Text:
★ ★ ★ ★
Why does trust matter in the workplace

Why does trust matter in the workplace?

Have you ever tried to get out of quicksand? If you haven’t you’ve likely seen movies of people who step into quicksand and eventually sink. A lack of trust is like quicksand. A company without trust may find itself slowly sinking only to look back years and just realize how bad the situation is and wonder, “How did this happen?” It is because of a lack or failure of trust.

Many new managers ask the question, “Why does trust matter in the workplace?”

The answer is trust is the foundation of your organization and from there strong pillars can be built. Yet, without trust, your foundation for your team, department, or company will sink.

When trust is high, a business can flow quickly and people will organize themselves behind your cause and your company. Recently I arrived at the Boise International Airport in Boise, Idaho, while I did get through security relatively quickly, the TSA agents still serve as a reminder of the 9-11 tragedy that changed how we operated as a result of fear, safety, and preserving our security. 

As I moved past security I approached Einstein’s Bagels in the airport and noticed there was upwards of 15 customers standing in line. However, before the line was an honor bar and the sign read- “HONOR BAR-CASH ONLY- coffee $3 / coffee and a bagel $5.” What a grand idea and this presumably would require the honor system. I did not need a bagel, just a cup of coffee. I happily put in my $5 bill (I had no singles) and avoided a dreaded long line. My purchase allowed their business to flow quickly. They trusted me and I was grateful.

What is trust?
★ ★ ★ ★
To be done:
[A] Copy the article on workplace trust word for word, from start to finish.
[B] Return every line of the listing below that contains the word "wall". Matching is case-sensitive.

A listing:
★ ★ ★ ★
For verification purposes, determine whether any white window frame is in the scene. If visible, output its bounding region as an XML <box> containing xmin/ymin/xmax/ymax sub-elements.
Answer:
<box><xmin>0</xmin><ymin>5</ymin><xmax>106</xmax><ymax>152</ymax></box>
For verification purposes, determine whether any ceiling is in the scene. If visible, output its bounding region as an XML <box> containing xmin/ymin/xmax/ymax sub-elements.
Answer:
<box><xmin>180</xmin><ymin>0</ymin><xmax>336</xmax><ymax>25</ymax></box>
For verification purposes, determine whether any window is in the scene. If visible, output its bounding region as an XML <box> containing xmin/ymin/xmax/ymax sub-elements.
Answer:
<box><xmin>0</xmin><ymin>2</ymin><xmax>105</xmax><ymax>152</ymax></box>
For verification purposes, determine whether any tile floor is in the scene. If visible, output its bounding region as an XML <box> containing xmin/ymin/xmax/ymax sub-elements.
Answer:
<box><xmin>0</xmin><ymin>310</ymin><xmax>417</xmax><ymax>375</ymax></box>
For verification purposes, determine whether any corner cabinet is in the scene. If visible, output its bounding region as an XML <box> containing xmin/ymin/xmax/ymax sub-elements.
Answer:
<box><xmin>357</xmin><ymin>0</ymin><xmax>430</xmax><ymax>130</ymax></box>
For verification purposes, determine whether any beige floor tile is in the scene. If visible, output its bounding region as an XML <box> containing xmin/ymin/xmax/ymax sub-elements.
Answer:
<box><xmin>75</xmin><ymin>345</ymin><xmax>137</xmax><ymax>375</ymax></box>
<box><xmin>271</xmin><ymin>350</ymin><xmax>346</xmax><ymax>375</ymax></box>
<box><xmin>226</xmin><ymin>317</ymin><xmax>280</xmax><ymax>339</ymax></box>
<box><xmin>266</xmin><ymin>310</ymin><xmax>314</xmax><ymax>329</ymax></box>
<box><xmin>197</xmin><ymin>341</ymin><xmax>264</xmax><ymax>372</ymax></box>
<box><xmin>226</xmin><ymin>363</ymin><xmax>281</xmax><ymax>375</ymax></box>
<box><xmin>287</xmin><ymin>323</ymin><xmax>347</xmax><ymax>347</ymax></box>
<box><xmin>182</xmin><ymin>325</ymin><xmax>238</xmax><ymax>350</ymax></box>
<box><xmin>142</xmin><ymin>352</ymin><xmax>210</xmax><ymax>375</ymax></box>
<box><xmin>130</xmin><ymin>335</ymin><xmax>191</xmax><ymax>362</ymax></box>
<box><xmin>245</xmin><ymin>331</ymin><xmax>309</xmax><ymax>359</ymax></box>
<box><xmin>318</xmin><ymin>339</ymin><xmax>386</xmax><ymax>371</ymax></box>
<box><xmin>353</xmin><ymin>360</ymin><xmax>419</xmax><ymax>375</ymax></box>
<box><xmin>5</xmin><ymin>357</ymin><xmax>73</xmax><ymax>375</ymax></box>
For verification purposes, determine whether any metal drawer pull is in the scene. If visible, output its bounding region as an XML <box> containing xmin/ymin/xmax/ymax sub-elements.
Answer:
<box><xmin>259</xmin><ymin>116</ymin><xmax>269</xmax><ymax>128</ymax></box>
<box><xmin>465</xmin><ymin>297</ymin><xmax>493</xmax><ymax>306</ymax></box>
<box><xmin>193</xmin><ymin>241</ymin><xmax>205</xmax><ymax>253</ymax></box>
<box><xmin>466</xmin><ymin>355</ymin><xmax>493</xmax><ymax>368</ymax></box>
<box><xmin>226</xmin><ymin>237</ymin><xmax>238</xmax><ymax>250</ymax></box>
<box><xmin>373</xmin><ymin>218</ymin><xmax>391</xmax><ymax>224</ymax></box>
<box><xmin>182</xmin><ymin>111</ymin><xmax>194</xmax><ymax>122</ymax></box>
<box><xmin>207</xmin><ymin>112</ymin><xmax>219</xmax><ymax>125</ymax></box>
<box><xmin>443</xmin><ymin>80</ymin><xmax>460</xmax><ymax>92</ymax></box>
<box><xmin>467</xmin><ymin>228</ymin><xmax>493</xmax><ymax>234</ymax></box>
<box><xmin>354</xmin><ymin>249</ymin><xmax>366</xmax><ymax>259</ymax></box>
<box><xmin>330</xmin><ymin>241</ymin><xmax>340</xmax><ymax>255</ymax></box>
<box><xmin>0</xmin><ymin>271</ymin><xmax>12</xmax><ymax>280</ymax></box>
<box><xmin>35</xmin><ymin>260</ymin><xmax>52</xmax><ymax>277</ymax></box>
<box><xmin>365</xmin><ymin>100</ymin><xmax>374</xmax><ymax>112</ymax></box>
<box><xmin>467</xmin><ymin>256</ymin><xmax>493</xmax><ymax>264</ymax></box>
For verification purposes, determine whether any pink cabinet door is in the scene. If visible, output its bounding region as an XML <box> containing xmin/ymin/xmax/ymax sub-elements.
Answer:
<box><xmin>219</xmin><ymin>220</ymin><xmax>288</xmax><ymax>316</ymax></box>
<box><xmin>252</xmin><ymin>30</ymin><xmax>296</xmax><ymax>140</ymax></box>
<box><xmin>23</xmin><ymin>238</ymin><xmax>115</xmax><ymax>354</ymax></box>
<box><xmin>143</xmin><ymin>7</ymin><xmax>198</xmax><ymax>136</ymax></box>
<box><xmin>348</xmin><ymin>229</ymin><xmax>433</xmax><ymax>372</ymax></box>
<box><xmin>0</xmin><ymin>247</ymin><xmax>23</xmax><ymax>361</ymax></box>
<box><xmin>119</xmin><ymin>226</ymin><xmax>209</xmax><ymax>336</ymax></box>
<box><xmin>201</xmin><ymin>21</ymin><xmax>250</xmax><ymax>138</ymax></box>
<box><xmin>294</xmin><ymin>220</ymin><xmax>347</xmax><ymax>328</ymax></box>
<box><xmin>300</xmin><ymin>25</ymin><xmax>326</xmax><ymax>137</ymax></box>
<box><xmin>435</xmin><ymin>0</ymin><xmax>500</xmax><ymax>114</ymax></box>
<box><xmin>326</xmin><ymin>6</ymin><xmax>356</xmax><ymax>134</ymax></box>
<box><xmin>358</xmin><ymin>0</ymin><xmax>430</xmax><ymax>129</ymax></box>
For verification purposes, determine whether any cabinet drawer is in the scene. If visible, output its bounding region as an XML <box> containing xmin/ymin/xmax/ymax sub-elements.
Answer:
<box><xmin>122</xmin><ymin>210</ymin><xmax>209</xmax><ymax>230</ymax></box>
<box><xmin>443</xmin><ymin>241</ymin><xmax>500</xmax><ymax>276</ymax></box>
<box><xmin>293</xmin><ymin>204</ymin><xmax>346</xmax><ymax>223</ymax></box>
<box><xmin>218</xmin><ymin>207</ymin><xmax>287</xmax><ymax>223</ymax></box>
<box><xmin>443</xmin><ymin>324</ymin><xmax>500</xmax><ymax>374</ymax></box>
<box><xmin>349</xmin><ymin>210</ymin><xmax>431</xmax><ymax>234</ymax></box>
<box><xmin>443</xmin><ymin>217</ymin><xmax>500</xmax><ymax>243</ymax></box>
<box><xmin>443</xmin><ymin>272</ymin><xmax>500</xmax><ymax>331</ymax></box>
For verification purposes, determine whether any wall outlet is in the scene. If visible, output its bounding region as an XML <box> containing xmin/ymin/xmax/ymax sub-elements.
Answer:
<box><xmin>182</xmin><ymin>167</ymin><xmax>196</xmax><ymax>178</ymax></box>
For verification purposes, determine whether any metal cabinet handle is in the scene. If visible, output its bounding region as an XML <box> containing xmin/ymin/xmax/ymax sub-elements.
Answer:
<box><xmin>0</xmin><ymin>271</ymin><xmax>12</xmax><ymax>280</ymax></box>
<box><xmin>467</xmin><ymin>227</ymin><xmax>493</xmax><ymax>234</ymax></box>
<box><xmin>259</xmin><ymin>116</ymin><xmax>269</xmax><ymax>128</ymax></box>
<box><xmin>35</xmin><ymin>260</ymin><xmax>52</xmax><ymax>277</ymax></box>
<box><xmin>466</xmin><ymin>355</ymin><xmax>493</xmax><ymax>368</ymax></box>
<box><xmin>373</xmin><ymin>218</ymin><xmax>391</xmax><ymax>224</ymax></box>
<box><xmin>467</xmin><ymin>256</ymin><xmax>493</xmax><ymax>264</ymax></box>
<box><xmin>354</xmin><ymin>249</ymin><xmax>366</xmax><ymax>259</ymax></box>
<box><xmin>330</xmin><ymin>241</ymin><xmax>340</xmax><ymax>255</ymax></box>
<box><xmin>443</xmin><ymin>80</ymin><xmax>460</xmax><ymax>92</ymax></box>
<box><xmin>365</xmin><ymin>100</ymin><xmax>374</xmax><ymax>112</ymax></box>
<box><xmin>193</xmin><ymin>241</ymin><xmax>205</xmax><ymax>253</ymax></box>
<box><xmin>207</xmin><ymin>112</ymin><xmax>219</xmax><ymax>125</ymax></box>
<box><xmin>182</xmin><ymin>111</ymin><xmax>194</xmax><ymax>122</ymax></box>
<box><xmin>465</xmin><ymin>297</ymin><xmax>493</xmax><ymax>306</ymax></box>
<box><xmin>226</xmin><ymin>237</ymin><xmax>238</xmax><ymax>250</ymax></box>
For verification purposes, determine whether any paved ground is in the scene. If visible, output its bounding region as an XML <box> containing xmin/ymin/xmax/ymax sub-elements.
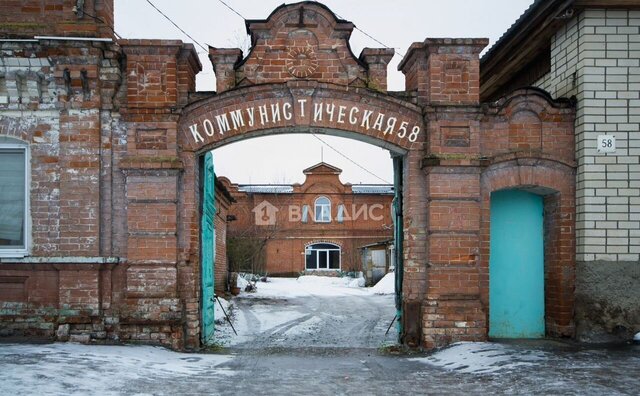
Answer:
<box><xmin>0</xmin><ymin>280</ymin><xmax>640</xmax><ymax>395</ymax></box>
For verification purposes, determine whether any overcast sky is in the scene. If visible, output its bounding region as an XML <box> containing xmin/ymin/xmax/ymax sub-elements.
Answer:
<box><xmin>115</xmin><ymin>0</ymin><xmax>532</xmax><ymax>184</ymax></box>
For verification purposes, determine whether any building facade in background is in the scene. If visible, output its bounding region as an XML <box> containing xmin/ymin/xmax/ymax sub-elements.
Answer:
<box><xmin>0</xmin><ymin>0</ymin><xmax>640</xmax><ymax>349</ymax></box>
<box><xmin>222</xmin><ymin>162</ymin><xmax>394</xmax><ymax>276</ymax></box>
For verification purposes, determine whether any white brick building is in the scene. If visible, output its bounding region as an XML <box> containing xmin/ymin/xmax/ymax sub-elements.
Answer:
<box><xmin>481</xmin><ymin>0</ymin><xmax>640</xmax><ymax>340</ymax></box>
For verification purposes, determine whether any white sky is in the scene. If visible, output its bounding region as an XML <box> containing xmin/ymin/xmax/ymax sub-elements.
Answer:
<box><xmin>115</xmin><ymin>0</ymin><xmax>532</xmax><ymax>183</ymax></box>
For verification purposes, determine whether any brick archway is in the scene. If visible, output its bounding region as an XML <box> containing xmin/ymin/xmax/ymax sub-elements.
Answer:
<box><xmin>178</xmin><ymin>81</ymin><xmax>426</xmax><ymax>154</ymax></box>
<box><xmin>172</xmin><ymin>81</ymin><xmax>426</xmax><ymax>347</ymax></box>
<box><xmin>478</xmin><ymin>156</ymin><xmax>575</xmax><ymax>337</ymax></box>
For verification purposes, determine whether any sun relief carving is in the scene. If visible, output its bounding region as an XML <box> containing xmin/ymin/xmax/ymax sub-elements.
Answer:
<box><xmin>286</xmin><ymin>47</ymin><xmax>318</xmax><ymax>78</ymax></box>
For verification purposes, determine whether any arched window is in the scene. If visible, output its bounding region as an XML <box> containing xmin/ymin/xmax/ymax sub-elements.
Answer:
<box><xmin>0</xmin><ymin>136</ymin><xmax>29</xmax><ymax>257</ymax></box>
<box><xmin>314</xmin><ymin>197</ymin><xmax>331</xmax><ymax>223</ymax></box>
<box><xmin>304</xmin><ymin>242</ymin><xmax>340</xmax><ymax>270</ymax></box>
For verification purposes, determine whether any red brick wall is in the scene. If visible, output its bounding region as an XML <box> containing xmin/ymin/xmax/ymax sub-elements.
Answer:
<box><xmin>0</xmin><ymin>0</ymin><xmax>575</xmax><ymax>349</ymax></box>
<box><xmin>209</xmin><ymin>3</ymin><xmax>394</xmax><ymax>92</ymax></box>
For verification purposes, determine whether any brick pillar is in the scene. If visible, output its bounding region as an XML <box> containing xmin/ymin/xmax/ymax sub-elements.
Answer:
★ ★ ★ ★
Solutions by task:
[A]
Why does trust matter in the workplace

Why does trust matter in the workplace?

Have you ever tried to get out of quicksand? If you haven’t you’ve likely seen movies of people who step into quicksand and eventually sink. A lack of trust is like quicksand. A company without trust may find itself slowly sinking only to look back years and just realize how bad the situation is and wonder, “How did this happen?” It is because of a lack or failure of trust.

Many new managers ask the question, “Why does trust matter in the workplace?”

The answer is trust is the foundation of your organization and from there strong pillars can be built. Yet, without trust, your foundation for your team, department, or company will sink.

When trust is high, a business can flow quickly and people will organize themselves behind your cause and your company. Recently I arrived at the Boise International Airport in Boise, Idaho, while I did get through security relatively quickly, the TSA agents still serve as a reminder of the 9-11 tragedy that changed how we operated as a result of fear, safety, and preserving our security. 

As I moved past security I approached Einstein’s Bagels in the airport and noticed there was upwards of 15 customers standing in line. However, before the line was an honor bar and the sign read- “HONOR BAR-CASH ONLY- coffee $3 / coffee and a bagel $5.” What a grand idea and this presumably would require the honor system. I did not need a bagel, just a cup of coffee. I happily put in my $5 bill (I had no singles) and avoided a dreaded long line. My purchase allowed their business to flow quickly. They trusted me and I was grateful.

What is trust?

[B]
For verification purposes, determine whether any wall outlet is in the scene. If visible, output its bounding region as an XML <box> containing xmin/ymin/xmax/ymax sub-elements.
For verification purposes, determine whether any red brick wall is in the scene. If visible, output its bounding region as an XML <box> containing xmin/ymin/xmax/ymax sub-elements.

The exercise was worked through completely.